» **EXCERPTED RECORDS**:
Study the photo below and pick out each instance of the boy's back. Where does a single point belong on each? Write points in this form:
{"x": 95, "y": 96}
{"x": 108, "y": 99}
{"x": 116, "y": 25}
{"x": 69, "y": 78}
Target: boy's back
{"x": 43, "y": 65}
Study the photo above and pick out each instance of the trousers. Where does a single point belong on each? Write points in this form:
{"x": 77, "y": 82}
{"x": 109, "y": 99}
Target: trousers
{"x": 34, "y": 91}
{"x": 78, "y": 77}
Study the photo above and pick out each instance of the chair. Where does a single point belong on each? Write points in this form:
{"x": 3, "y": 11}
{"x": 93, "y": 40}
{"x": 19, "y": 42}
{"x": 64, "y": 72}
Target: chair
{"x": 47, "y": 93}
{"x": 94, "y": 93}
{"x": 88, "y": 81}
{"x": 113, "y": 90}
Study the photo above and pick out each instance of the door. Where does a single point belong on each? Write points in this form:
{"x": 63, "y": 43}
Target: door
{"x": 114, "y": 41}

» **REQUIREMENTS**: Copy all the records above again, swapping "Study" for "Examine" wherever it appears and keeping everything else the same.

» **ANSWER**:
Examine the photo below and pick out each instance of the boy's back. Where does a single point belong on each? Write points in this form:
{"x": 95, "y": 96}
{"x": 108, "y": 99}
{"x": 116, "y": 25}
{"x": 69, "y": 78}
Target: boy's back
{"x": 43, "y": 65}
Examine the photo above and pick out each instance of the trousers. Where does a single point belong on each? Write points in this form:
{"x": 77, "y": 82}
{"x": 109, "y": 99}
Target: trousers
{"x": 34, "y": 91}
{"x": 78, "y": 77}
Examine the photo above and pick out each instance of the chair. Where does a single point belong on each? Write points in this form:
{"x": 3, "y": 11}
{"x": 93, "y": 40}
{"x": 19, "y": 42}
{"x": 64, "y": 72}
Target: chair
{"x": 47, "y": 93}
{"x": 94, "y": 93}
{"x": 88, "y": 81}
{"x": 113, "y": 90}
Examine the photo above and pick out each instance of the door. Where does a single point belong on each? Write points in this form:
{"x": 63, "y": 43}
Target: door
{"x": 114, "y": 41}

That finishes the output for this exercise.